> _PROVIDED RECORDS_
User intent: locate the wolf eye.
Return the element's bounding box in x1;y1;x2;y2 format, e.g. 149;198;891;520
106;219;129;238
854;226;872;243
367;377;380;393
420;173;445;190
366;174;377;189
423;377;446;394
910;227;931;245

> _DIRECTIONS FOR THIS TASK_
Please output the complete set of records above without any alteration.

> _EXPECTED ANSWER_
User intent: locate the wolf eye.
Return the element's bounding box in x1;y1;x2;y2 format, e.g. 149;198;891;520
106;219;129;238
854;226;872;243
367;377;380;393
420;173;445;190
366;174;377;189
423;377;446;394
910;227;931;245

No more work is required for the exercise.